:: WORK ORDER ::
Every record below must be returned word for word, with the pictures left out.

Records from a data source
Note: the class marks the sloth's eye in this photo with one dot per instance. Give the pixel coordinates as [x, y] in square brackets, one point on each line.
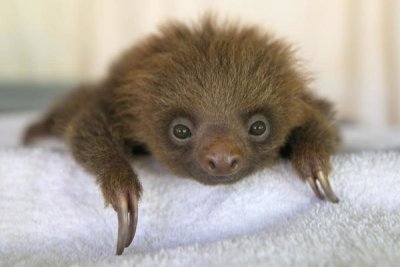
[258, 128]
[181, 131]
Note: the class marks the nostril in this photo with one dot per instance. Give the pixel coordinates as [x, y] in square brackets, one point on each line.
[211, 164]
[234, 164]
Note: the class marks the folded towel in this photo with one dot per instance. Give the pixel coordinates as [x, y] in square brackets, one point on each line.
[52, 213]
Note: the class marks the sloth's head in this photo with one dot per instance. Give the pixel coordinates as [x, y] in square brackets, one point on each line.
[215, 103]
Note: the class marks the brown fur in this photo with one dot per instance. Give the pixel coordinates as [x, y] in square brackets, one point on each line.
[215, 76]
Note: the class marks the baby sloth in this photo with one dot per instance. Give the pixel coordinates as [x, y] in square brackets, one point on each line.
[211, 102]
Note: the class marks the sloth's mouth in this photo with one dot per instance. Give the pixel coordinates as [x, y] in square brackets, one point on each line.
[218, 179]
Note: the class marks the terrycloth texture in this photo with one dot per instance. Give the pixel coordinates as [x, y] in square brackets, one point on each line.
[52, 214]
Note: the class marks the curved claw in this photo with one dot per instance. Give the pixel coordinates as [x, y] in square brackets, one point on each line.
[327, 187]
[313, 185]
[133, 215]
[122, 211]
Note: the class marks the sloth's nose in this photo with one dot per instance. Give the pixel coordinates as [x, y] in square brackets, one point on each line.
[222, 163]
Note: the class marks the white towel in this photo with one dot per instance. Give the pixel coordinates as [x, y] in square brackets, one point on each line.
[52, 213]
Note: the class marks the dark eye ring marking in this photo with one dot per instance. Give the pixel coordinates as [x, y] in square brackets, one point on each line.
[258, 127]
[181, 130]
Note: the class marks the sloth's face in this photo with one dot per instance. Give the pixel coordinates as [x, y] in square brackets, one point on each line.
[214, 149]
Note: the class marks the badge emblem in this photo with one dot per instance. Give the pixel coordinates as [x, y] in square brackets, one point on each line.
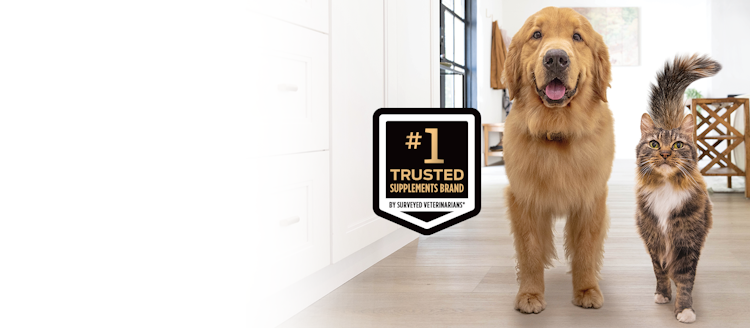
[426, 173]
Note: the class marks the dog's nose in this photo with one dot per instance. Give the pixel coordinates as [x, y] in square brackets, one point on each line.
[556, 60]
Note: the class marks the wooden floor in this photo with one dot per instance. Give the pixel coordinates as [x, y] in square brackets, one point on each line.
[464, 276]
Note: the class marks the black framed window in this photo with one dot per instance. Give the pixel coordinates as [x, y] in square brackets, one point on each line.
[456, 53]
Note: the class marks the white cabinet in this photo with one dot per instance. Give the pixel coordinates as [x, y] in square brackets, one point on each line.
[383, 54]
[292, 79]
[297, 220]
[312, 14]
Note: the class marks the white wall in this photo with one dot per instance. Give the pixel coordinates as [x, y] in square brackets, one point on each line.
[490, 101]
[730, 44]
[667, 28]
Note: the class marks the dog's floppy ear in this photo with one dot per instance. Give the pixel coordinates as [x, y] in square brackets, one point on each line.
[513, 72]
[602, 75]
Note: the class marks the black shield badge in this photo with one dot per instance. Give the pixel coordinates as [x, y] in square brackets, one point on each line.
[426, 173]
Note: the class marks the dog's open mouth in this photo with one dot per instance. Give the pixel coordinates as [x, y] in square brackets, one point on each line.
[555, 92]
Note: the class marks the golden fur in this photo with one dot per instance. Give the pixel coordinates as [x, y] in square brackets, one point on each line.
[558, 156]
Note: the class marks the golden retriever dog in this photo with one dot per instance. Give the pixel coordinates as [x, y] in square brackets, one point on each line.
[559, 146]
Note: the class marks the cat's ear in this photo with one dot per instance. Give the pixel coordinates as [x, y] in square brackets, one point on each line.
[647, 124]
[687, 125]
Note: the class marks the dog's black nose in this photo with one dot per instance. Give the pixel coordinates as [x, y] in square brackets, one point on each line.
[556, 60]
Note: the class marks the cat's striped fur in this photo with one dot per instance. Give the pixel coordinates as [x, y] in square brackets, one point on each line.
[674, 212]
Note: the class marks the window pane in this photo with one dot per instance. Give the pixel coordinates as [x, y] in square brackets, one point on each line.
[460, 47]
[448, 3]
[449, 91]
[459, 91]
[449, 36]
[460, 7]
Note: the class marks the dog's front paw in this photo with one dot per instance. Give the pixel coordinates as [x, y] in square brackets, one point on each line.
[660, 299]
[530, 303]
[686, 316]
[588, 298]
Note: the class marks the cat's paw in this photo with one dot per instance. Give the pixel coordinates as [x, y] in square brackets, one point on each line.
[588, 298]
[530, 303]
[660, 299]
[686, 316]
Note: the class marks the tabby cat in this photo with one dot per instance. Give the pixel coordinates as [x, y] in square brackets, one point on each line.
[674, 211]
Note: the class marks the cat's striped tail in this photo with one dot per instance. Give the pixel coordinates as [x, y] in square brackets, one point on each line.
[665, 106]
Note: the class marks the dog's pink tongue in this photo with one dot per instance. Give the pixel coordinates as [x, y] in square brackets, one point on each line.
[555, 90]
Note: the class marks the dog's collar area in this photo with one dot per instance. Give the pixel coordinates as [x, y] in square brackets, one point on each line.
[555, 136]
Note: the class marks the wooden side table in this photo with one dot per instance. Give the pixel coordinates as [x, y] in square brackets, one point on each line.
[491, 127]
[718, 113]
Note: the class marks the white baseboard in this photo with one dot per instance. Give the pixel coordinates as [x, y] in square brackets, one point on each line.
[304, 293]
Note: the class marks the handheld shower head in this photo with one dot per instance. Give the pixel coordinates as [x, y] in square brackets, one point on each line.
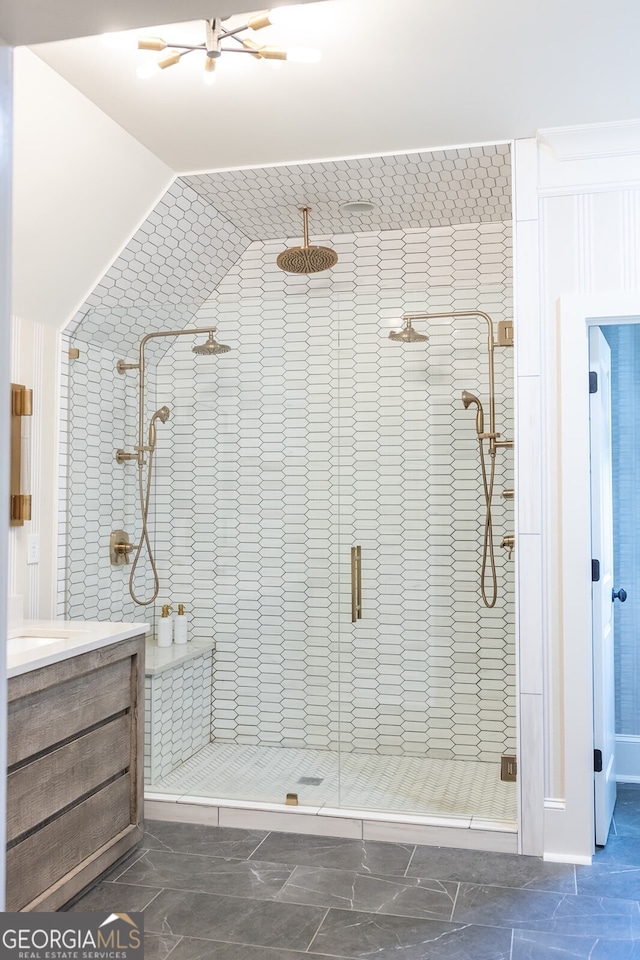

:: EXERCISE OUTPUT ::
Note: the class marks the sloth's eye in this photo with one dot per instance. Give the pixel coordinates as [x, y] in square brackets, one point on each line.
[258, 128]
[181, 131]
Note: the class marks the nostril in this photo with one dot per instance. Give the pixel coordinates as [x, y] in square brackets, one point on each line.
[211, 164]
[234, 164]
Note: the class marks the folded towel in this photo with one dot per instance. Give the pixel coordinates as [x, y] in square brackets, one point on each line.
[52, 213]
Note: the class marks the sloth's head in this photo with one dot per instance. Give the pixel coordinates as [x, y] in square brackets, one point on each line.
[215, 103]
Note: the class marks the brown fur in this photo with one dot per instance. Give the pixel coordinates as [x, y] in square brackets, one point on each line.
[215, 76]
Note: the class marks the baby sloth in this photo with one dot per instance. Give the pixel coordinates as [x, y] in square brackets, one point on each line.
[211, 102]
Note: the class marks the sloth's mouth in this photo with one dot per instance. Give the pixel coordinates as [x, y] in square brackets, one point on each line.
[218, 179]
Note: the class marks the terrycloth texture in this photo with one dot per instance. Give the pixel coordinates as [x, y] in square brackets, one point on each line.
[52, 214]
Note: the class marks the curved claw in this photo with one dot per instance. Give the pixel coordinates as [x, y] in square brackets, one point on each line.
[327, 187]
[313, 185]
[133, 215]
[122, 211]
Note: the class marks the sloth's nose in this photo with one dot per instance. Give the pixel coordinates as [x, y] in square brackets, one point on each line.
[222, 163]
Note: the class marks the white towel in this photo with one dot per instance. Give the pixel coordinates as [x, y] in square brackets, one point on each line.
[52, 213]
Note: the class marks the dark eye ring marking in this photo with one dot per instance. Give the pixel coordinates as [x, y] in square brackets, one point on each line.
[258, 127]
[181, 130]
Note: the class marks the sloth's face in this photo with one dot per instance. Give the pixel coordinates as [x, y] in square brackets, one point on each line.
[214, 149]
Note: the class marks the badge emblem in this photo with one dot per instance. Give the pixel coordinates as [x, y] in square brackets, one point on each line.
[426, 173]
Note: the class marks the dog's nose in this photo with one dot per instance. Give the pixel coordinates as [x, y] in square brackets, one point on each line.
[556, 60]
Note: the class marks the wooden floor in this photo with one dot per instance. Give the pixel coordinates as [x, y] in square brackets, one point on each line.
[464, 276]
Note: the class marks the black framed window in this photo with one dot per instance. Give the pixel coordinates as [x, y] in square brackets, one point on each line.
[456, 53]
Note: the class marks the white cabinet in this photo with one dot per instance. Give the pixel coordinates as [x, y] in square brackets, one point on each line.
[383, 54]
[292, 79]
[297, 220]
[312, 14]
Note: the class marks the white wall in this photo with one dot per instance. Give the pixel coordinates as [x, y] in square brackets, one point on each line.
[490, 101]
[730, 44]
[667, 28]
Note: the class marks the dog's floppy ear in this photo with one dot per instance. Give the pixel coordinates as [x, y] in square brackets, one point on each line.
[513, 72]
[602, 75]
Note: the class marks the black shield badge in this photo with one dot per instance. Give the pixel coordinates as [x, y] in square brackets, one point on each line.
[426, 173]
Note: the class marks the dog's open mouth in this photo with one dot per instance. Give the pixel coordinates as [x, y] in square brackets, one point on each line.
[555, 92]
Note: the class marks the golden fur in this photo with one dot per instance. Give the pixel coordinates as [x, y] in square brackets, one point on each line.
[558, 156]
Note: the class marks the golden retriever dog in this photo with one dot per instance. Give the pixel coordinates as [x, y] in square brackets, one point on each line.
[559, 146]
Note: the class marks the cat's ear in this photo with one dot per instance. Give the pixel coordinates as [x, y] in square brackets, one point on each line.
[647, 124]
[687, 125]
Note: the class marks the dog's black nose in this photo with one dot per instance. Give the pixel coordinates as [x, y] in square brackets, one point on each line.
[556, 60]
Note: the class marks the cat's striped fur in this photo with one dot per instance. Give the pixel coordinates as [x, y] in square brackets, one point on each line.
[674, 212]
Note: the class marks the window pane in this photo with one dot per instance. Give the pixel coordinates as [x, y] in square brackets, one point on each line.
[460, 47]
[448, 3]
[449, 91]
[459, 91]
[449, 36]
[460, 7]
Note: the class marks the dog's front paw in this photo with one dot per instance. Give the pixel coordinates as [x, y] in square brackets, one point on each line.
[660, 299]
[530, 303]
[686, 316]
[588, 298]
Note: the class marks the cat's paw in this photo with one dot per instance. Give the pixel coordinates as [x, y] in square brackets, one point on each line.
[588, 298]
[530, 303]
[660, 299]
[686, 316]
Note: the class marks the tabby cat in this photo with one dot per instance. Give the pixel coordinates as [x, y] in square brackets, one point on each line.
[674, 211]
Note: the class marks the cat's striped tail in this photo with one dot per instance. Give the pixel coordinates as [x, y] in square brackets, one point on each line.
[665, 106]
Note: the class marks the dog's pink tongue in this photo with one dot per instance. Give the pixel coordinates as [x, y] in square brackets, one point on each line.
[555, 90]
Note: the class marks the dog's collar area in this photo with one dot per instance. Give the pixel coordinates as [x, y] in square brackets, one point on each line.
[555, 136]
Note: the class marks the wooden side table in this photo with one dot per instance. Give the pixel coordinates as [x, y] in square brackets, one point on each line.
[491, 127]
[718, 113]
Note: the class marks the white baseboard in this photo with one dot per instance. Give the pixel coordinates as [x, y] in square brackets, one point on each line.
[304, 293]
Note: the class marks the handheld shower head in this photo with one dot per instance. Give the pixel coordinates as [x, y] in square brackets, one point on each line.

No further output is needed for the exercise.